**O QUE FAZER**.
A - Extraia dos registros todas as linhas que contêm a palavra "street". Diferencie maiúsculas de minúsculas.
B - Dê a continuação do trecho sobre a política externa brasileira diante do governo Trump, a partir do ponto em que ele termina.

**TRECHO PARA LEITURA**.
----

O fato é que os resultados desse empenho político são incertos. Fernando Collor não foi correspondido e Menem acabou na rua da amargura. A falta de uma orientação na política externa brasileira levou Peter Hakim a lembrar ao presidente e sua comitiva que “países não têm amigos, têm interesses”.[7]
Desde sua posse, em janeiro de 2017, o presidente Donald Trump tem dedicado atenção especial à política comercial. A sua primeira medida de grande envergadura nessa área foi retirar os Estados Unidos da Parceria Transpacífico (TPP) nos primeiros dias de seu governo. A TPP era uma peça central na estratégia geopolítica e comercial do ex-presidente Barack Obama. Em seguida, Trump passou a desferir fortes ataques ao sistema multilateral de comércio e a exigir que a China agisse a partir da lógica do comércio justo. Para Trump a política de fair trade significa proteger e ampliar os empregos nos Estados Unidos. Nos últimos vinte anos, nem sempre a coerência foi uma constante na política comercial norte-americana, em que “o discurso do livre-comércio convive com o elevado protecionismo agrícola”.[8] É a América em primeiro. Trump não esconde o seu “neoliberalismo patriótico”. Na área comercial e econômica é onde ele mais dispende energia política para justificar o seu protecionismo.
Apostando em uma possível reeleição do seu ídolo, o presidente Jair Bolsonaro e os ministros da comitiva fizeram concessões unilaterais ao governo Trump: pôs fim à exigência de visto para os cidadãos norte-americanos (depende ainda de confirmação pelo Congresso), entregou a Base de Alcântara e abriu mão da condição de país em desenvolvimento na Organização Mundial do Comércio. A “grande conquista”, de acordo com o presidente, teria sido o apoio do governo Trump para o ingresso do Brasil na Organização de Cooperação e Desenvolvimento Econômico (OCDE). Porém, o governo brasileiro não consegue explicar quais são de fato os ganhos do ingresso do país nessa organização e como isso se daria.[9] Proposta pelo governo do ex-presidente Michel Temer (2016-2018) e coordenada pelo seu ex-Ministro da Fazenda Henrique Meireles, a entrada na OCDE nunca foi uma pauta da diplomacia brasileira.

----

**REGISTROS FORNECIDOS**.
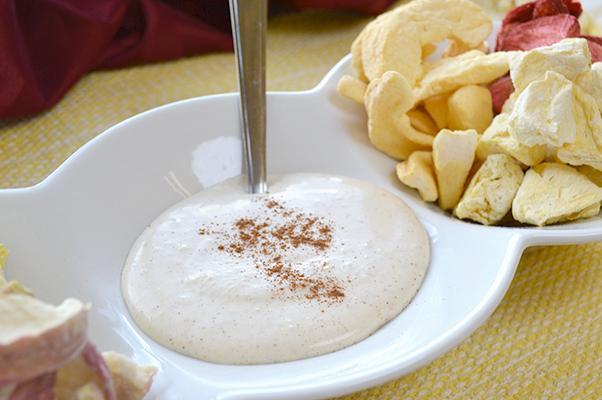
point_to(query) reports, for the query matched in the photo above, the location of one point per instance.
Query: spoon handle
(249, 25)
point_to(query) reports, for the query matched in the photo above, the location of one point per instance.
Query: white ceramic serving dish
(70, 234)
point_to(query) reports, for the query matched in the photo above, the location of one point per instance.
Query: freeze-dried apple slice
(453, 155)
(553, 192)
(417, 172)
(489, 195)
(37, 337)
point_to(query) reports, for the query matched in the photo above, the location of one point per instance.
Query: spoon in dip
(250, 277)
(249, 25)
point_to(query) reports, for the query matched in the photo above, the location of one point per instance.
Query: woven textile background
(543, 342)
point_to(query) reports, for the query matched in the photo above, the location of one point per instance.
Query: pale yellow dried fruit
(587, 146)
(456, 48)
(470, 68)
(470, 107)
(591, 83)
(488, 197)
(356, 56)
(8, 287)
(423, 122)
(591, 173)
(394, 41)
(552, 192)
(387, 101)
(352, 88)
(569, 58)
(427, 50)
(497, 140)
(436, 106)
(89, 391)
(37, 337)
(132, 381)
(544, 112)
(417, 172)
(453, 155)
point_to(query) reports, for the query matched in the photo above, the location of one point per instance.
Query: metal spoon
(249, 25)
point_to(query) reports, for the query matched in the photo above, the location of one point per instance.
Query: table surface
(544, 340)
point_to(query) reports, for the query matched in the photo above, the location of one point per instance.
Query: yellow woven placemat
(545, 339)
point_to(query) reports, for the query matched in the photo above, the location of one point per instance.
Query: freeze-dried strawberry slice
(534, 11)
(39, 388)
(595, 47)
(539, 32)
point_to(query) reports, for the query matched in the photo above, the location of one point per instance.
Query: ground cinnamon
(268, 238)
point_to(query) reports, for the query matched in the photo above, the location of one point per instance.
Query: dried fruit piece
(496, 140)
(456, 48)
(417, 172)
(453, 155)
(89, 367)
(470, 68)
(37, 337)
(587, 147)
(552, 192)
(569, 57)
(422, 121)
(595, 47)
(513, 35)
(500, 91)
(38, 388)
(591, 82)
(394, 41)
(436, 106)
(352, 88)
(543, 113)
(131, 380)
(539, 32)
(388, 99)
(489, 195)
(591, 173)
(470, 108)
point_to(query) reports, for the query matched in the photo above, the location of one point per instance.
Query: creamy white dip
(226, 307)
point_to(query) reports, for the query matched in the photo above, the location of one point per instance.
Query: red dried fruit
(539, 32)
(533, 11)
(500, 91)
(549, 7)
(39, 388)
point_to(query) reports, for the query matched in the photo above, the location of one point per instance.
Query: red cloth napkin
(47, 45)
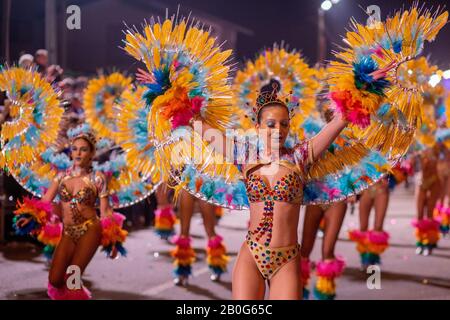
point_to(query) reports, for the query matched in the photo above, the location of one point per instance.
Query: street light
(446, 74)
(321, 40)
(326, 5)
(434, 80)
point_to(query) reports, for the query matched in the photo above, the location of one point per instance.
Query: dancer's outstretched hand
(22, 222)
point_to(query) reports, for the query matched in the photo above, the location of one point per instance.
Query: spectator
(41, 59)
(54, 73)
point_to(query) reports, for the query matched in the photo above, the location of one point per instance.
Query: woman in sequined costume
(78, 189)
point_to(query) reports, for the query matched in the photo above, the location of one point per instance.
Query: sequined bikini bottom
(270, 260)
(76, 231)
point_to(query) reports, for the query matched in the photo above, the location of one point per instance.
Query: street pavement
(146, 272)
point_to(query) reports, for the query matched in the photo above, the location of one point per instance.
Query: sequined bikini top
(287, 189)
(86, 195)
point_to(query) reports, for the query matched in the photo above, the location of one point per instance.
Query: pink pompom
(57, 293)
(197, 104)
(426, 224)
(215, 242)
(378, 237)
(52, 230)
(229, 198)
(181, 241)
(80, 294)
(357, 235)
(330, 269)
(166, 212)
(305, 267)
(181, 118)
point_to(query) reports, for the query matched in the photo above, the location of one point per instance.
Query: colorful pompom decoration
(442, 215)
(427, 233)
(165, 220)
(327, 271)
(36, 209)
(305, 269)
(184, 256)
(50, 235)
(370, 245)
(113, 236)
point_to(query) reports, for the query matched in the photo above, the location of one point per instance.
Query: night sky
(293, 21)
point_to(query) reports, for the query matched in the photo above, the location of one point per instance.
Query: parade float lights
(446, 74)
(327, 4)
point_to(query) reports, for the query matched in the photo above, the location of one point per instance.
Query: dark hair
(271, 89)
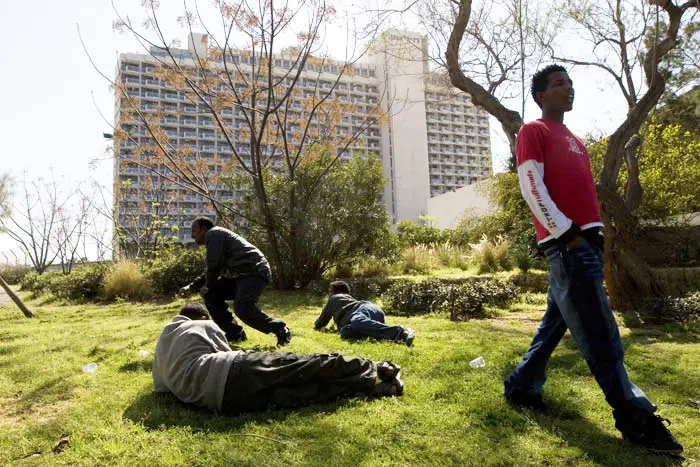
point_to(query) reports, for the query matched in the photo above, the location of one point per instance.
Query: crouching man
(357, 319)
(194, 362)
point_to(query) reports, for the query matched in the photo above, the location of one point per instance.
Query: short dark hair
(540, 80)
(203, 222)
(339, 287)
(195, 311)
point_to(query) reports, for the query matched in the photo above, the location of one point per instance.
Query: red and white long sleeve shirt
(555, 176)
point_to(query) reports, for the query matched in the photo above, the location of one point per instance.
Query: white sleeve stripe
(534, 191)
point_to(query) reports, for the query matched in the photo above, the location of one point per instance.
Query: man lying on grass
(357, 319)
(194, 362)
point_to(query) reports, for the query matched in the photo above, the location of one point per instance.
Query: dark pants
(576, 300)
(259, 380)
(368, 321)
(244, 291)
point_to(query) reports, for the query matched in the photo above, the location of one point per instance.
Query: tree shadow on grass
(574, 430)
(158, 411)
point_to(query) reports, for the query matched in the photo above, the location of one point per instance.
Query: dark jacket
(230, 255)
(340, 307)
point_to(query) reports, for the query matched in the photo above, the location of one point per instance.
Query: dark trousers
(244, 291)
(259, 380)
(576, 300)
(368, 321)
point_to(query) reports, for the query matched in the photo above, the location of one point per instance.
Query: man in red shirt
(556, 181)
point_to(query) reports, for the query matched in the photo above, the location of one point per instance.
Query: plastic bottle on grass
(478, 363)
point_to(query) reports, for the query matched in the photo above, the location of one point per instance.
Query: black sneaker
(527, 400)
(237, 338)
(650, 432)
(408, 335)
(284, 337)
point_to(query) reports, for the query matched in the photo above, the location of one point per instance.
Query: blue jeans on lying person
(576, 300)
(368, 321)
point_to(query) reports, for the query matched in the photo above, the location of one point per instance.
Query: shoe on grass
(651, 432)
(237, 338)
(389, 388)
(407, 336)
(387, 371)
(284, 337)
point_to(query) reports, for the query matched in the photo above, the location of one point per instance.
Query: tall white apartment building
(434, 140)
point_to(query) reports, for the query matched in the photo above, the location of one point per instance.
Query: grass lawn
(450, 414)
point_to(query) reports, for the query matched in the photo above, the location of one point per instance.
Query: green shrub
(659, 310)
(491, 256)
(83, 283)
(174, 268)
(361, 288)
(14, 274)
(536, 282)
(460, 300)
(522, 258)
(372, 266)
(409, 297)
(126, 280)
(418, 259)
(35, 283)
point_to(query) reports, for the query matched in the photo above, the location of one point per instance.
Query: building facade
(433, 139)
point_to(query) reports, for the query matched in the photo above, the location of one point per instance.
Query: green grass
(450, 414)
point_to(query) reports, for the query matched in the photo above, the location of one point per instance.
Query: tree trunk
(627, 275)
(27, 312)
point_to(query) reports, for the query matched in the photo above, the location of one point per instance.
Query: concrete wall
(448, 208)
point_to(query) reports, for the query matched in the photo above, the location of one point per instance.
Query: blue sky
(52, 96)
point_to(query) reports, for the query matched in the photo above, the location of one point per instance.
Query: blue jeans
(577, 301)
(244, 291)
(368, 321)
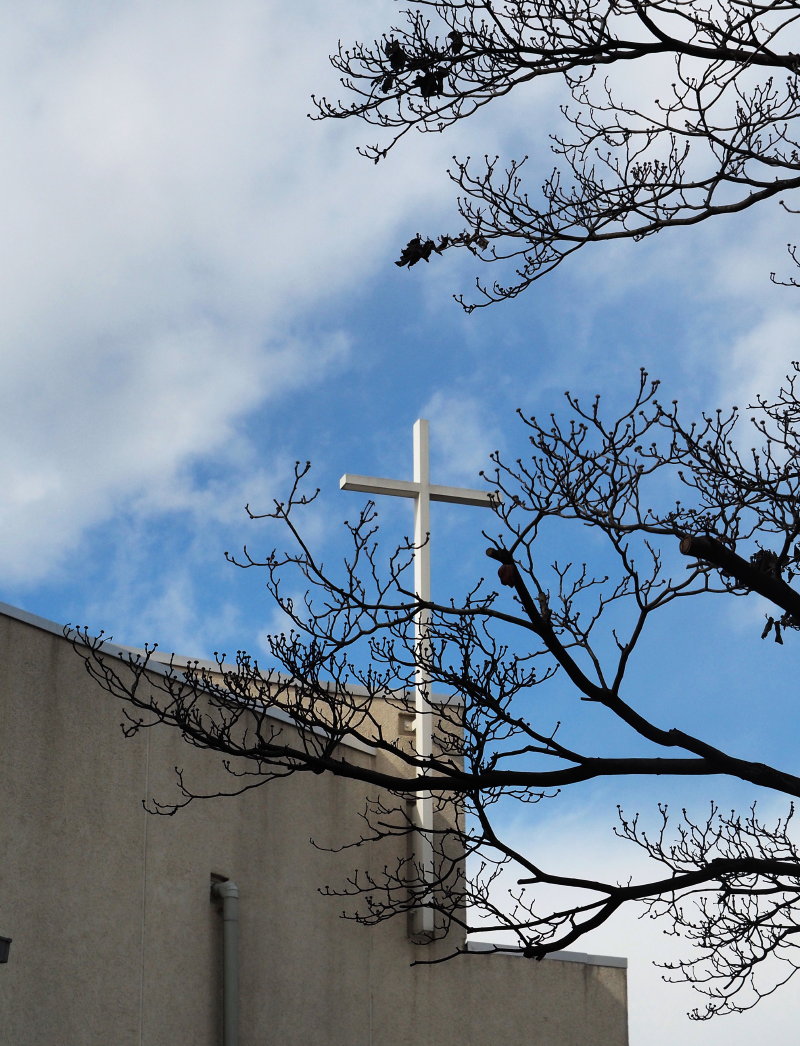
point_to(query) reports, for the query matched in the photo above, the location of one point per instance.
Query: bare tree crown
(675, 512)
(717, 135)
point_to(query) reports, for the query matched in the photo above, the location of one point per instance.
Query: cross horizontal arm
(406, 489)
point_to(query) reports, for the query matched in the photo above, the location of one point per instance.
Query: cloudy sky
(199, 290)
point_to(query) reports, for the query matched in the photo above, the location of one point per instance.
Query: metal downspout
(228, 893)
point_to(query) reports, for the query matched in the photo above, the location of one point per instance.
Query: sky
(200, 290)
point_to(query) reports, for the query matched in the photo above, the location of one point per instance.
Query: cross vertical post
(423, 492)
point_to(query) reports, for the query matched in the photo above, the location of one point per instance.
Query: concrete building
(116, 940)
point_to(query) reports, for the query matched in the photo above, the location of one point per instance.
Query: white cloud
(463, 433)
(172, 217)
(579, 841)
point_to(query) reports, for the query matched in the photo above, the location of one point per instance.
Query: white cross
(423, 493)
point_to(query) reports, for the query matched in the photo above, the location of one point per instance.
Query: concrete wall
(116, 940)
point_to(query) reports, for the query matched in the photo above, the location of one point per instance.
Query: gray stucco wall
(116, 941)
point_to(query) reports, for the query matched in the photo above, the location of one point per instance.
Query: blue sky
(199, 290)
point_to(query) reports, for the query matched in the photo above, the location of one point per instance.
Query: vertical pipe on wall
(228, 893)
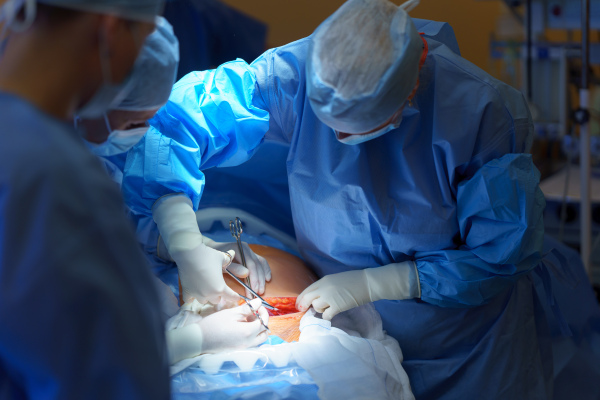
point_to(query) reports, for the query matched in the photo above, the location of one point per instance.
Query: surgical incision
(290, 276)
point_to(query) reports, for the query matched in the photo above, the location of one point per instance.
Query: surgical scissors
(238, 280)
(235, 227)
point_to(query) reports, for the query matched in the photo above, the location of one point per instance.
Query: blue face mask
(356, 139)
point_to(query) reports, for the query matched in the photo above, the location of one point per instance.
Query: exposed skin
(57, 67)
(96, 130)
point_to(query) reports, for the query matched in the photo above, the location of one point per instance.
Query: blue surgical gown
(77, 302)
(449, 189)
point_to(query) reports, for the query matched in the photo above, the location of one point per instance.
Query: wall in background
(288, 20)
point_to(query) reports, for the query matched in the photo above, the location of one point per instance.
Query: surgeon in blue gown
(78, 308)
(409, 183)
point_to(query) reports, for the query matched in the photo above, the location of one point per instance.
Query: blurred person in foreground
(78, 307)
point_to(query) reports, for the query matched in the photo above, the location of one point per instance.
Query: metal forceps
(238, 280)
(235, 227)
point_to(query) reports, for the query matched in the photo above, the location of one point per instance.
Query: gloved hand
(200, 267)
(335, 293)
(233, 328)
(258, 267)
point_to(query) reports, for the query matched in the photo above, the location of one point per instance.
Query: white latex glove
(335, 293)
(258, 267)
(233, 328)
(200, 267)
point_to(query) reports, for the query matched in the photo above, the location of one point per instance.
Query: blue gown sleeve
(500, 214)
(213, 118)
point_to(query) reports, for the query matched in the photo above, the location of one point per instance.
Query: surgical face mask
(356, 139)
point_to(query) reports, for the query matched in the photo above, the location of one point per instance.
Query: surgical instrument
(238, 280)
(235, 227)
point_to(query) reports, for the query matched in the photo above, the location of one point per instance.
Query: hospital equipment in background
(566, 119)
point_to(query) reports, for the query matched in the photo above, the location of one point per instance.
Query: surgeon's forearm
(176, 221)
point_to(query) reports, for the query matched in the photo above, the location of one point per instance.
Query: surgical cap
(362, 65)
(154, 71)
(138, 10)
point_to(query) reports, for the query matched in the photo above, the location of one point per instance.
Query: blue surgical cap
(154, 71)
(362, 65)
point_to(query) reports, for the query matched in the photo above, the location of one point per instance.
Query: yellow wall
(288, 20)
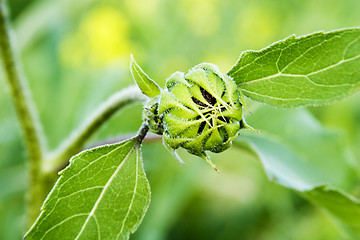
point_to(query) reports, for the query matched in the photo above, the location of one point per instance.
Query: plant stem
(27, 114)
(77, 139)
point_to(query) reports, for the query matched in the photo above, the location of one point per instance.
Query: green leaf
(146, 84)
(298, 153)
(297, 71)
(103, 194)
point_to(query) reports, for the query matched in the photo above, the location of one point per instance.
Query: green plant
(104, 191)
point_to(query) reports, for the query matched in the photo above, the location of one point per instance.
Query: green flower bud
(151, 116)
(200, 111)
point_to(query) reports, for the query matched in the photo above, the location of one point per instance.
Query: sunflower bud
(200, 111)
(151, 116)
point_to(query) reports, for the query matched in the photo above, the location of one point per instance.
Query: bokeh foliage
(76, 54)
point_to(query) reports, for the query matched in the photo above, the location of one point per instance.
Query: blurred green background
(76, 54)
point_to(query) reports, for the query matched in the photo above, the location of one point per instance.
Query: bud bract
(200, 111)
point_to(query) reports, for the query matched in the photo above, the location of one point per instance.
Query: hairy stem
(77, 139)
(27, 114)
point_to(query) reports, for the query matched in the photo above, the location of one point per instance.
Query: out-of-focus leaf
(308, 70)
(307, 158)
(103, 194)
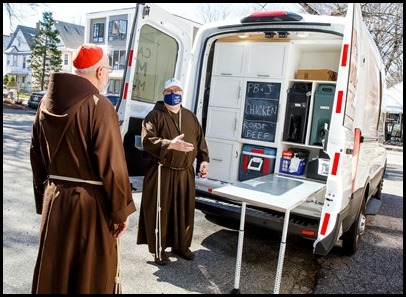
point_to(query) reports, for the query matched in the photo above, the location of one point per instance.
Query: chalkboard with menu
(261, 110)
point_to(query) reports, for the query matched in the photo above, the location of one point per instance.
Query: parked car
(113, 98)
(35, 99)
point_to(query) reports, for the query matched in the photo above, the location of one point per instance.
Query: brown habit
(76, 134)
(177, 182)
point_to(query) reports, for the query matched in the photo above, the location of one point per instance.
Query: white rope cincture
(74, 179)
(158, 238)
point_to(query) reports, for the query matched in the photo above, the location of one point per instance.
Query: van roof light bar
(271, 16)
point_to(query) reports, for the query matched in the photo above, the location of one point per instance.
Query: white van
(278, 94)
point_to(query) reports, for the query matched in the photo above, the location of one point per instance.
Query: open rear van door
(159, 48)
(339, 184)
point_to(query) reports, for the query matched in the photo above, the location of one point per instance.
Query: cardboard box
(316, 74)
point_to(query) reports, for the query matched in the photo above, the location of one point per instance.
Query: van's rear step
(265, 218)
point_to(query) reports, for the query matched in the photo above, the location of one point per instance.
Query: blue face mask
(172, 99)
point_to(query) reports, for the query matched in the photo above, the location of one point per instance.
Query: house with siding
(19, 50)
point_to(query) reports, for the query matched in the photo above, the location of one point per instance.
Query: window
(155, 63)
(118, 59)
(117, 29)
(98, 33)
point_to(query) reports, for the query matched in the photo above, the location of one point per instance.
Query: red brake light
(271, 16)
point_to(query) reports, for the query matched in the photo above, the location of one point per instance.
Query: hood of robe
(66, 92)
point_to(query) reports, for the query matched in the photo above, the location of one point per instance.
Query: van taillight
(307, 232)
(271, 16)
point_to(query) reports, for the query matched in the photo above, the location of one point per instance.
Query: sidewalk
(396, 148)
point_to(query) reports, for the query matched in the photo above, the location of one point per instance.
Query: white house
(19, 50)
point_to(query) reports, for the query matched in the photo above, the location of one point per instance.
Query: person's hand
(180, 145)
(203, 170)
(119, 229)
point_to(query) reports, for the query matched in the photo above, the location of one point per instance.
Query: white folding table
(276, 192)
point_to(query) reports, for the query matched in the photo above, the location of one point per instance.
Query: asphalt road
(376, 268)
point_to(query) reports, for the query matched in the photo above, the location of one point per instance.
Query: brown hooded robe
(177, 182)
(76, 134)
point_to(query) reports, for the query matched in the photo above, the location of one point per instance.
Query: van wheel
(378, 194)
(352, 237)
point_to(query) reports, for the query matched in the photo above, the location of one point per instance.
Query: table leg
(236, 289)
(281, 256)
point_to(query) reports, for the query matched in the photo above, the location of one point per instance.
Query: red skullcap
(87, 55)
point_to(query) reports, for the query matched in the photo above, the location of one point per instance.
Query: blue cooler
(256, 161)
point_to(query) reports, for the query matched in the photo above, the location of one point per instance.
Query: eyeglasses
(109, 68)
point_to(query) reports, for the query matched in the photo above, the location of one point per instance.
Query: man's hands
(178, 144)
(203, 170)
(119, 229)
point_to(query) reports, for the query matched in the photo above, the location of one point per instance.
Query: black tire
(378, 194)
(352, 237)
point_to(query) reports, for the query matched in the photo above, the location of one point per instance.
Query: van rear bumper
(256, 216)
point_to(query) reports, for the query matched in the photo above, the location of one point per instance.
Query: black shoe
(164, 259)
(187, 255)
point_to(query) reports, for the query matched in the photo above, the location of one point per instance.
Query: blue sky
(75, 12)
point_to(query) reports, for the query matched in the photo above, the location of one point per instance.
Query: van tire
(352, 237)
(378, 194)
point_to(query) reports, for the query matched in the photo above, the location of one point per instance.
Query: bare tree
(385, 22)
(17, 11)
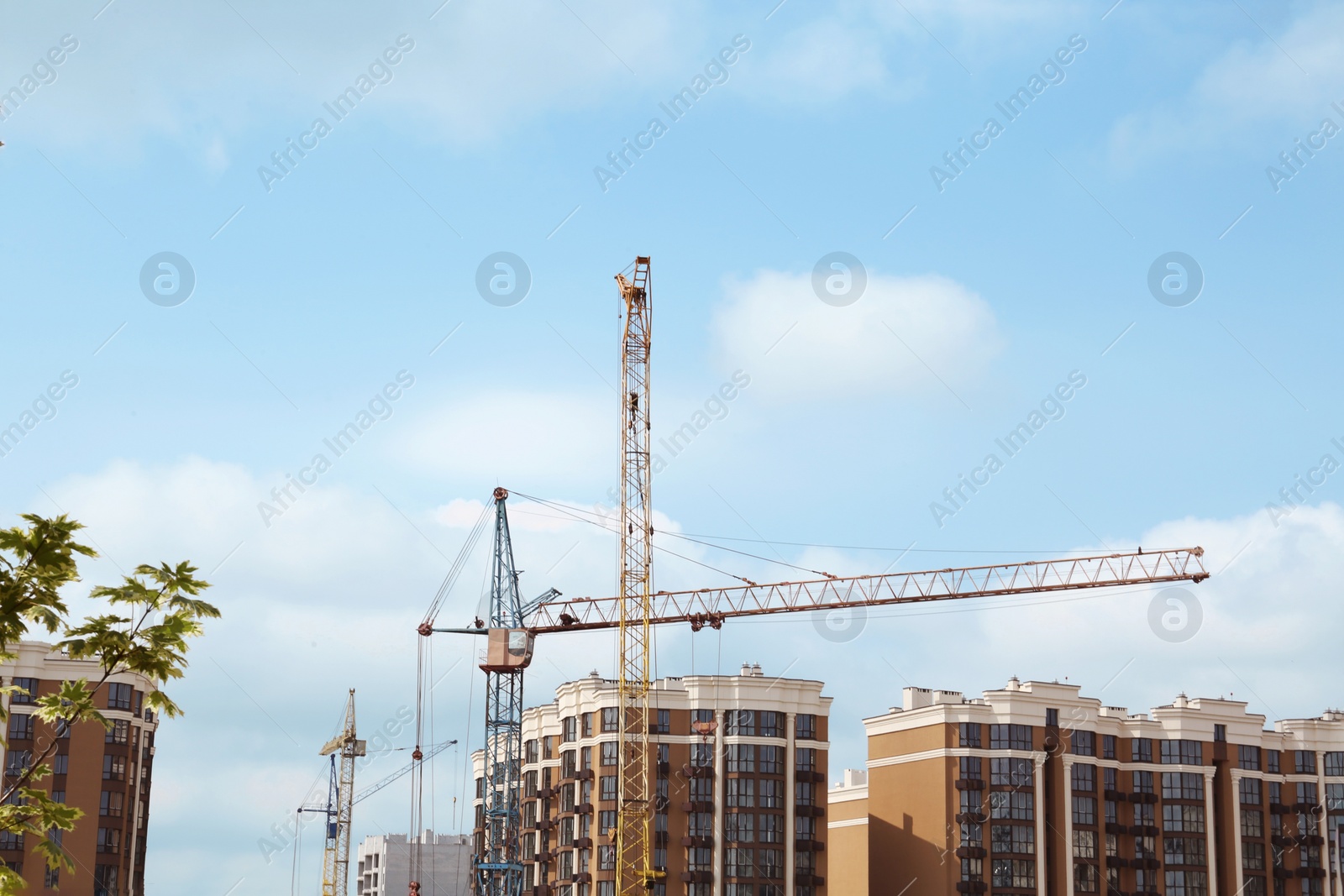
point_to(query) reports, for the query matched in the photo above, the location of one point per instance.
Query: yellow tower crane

----

**RESPOSTAS DO EXERCÍCIO**.
A -
Query: street light
Query: street pavement

B -
Os compromissos assumidos pelo governo de Jair Bolsonaro na visita oficial aos Estados Unidos, que representam parte da agenda do alinhamento automático na qual ele pretende enredar o Brasil, são os primeiros passos para o estabelecimento de “relações carnais” com a potência mundial. Ocorre que desde meados do século XX o Brasil tem construído uma política externa fundamentada no interesse nacional e na busca do desenvolvimento e com autonomia. O alinhamento automático esteve presente em poucos momentos na trajetória do País.
A fúria com a qual o presidente Jair Bolsonaro e o seu Ministro das Relações Exteriores atacam a política externa do País desenvolvida desde meados dos anos 1990 não se justifica. Em seus discursos, enfatizam que é necessário “desconstruir” a política errática que o Brasil tem feito desde então. O que então será a nova política externa brasileira? Qual o compromisso com o multilateralismo? E a integração regional? Qual a posição brasileira sobre as negociações das mudanças climáticas em curso? Qual será a estratégia do país na coalizão BRICS? Esses e outros temas cruciais da agenda internacional do Brasil continuam em suspenso, pois parecem estar condicionados ao desenrolar do alinhamento automático com os Estados Unidos.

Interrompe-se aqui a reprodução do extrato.